>>>
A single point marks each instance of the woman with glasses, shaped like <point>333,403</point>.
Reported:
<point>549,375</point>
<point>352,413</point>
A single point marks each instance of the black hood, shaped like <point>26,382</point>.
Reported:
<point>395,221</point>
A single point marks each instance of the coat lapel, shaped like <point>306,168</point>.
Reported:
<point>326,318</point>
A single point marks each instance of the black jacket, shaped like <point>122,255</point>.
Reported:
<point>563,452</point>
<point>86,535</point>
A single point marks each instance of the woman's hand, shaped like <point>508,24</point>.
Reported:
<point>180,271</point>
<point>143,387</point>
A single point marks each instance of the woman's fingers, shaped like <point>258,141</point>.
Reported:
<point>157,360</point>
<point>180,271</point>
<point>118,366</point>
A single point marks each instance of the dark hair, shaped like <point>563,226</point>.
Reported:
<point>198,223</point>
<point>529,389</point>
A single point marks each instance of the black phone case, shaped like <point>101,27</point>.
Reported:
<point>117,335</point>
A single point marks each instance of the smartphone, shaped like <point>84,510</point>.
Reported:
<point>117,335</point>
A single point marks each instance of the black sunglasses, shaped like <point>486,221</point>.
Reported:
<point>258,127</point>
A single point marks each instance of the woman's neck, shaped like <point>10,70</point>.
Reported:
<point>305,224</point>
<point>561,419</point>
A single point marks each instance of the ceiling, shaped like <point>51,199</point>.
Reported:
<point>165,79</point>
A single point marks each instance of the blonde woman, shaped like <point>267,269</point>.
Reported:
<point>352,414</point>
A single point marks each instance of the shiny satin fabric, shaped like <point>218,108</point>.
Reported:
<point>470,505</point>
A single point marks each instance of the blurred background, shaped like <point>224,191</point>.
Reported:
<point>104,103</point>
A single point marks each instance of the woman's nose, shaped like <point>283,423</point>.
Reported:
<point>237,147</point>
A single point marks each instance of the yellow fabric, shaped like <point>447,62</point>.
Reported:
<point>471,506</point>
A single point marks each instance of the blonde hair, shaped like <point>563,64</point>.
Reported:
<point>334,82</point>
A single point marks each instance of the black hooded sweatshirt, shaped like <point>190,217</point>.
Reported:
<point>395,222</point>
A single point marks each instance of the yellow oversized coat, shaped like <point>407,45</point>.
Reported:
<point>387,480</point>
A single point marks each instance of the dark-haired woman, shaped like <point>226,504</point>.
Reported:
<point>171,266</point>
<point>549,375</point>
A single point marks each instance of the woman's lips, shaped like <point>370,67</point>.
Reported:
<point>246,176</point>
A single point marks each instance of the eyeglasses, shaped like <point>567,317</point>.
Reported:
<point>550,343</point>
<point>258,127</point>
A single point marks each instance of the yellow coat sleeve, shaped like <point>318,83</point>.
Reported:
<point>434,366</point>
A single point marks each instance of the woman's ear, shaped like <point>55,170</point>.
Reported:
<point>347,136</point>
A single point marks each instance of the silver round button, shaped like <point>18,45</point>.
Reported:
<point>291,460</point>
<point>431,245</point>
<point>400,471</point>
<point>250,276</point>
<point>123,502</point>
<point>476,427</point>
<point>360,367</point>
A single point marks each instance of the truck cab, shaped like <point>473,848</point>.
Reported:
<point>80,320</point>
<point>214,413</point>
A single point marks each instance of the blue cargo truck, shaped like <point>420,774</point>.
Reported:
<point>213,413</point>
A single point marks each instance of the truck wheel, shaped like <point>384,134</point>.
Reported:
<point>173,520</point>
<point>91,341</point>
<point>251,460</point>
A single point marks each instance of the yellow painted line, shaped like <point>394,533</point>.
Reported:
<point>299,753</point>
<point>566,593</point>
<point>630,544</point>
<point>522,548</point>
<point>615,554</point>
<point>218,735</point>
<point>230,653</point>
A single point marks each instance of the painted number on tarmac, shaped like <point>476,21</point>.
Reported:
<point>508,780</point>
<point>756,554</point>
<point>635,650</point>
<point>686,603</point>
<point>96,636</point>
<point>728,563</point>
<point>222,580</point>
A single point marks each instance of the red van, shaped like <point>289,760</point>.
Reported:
<<<
Scale the records from the start through the line containing "<point>86,535</point>", both included: give every line again, requests included, with each answer coordinate multiplied by 1.7 and rounded to a whole number (halves round up), leaving the coordinates in the requests unchanged. Give only those lines.

A single point marks each instance of the woman with glasses, shaped like <point>333,403</point>.
Reported:
<point>933,638</point>
<point>598,702</point>
A single point marks each instance of the black hood, shaped like <point>26,382</point>.
Reported:
<point>672,376</point>
A single point marks each instance of the coat lapel, shaped like <point>306,168</point>.
Reported:
<point>554,541</point>
A single point marks each instance of the black jacket, shaped like <point>122,255</point>.
Reported:
<point>957,768</point>
<point>146,910</point>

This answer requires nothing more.